## [Data shown]
● ● ● ● ●

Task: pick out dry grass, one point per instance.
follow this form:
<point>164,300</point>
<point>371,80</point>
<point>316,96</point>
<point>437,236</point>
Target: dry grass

● ● ● ● ●

## [Exercise aim]
Filter the listing above down to the lines that contain the word "point".

## [Response to this task]
Task: pick out dry grass, one point per instance.
<point>164,300</point>
<point>371,80</point>
<point>316,96</point>
<point>437,236</point>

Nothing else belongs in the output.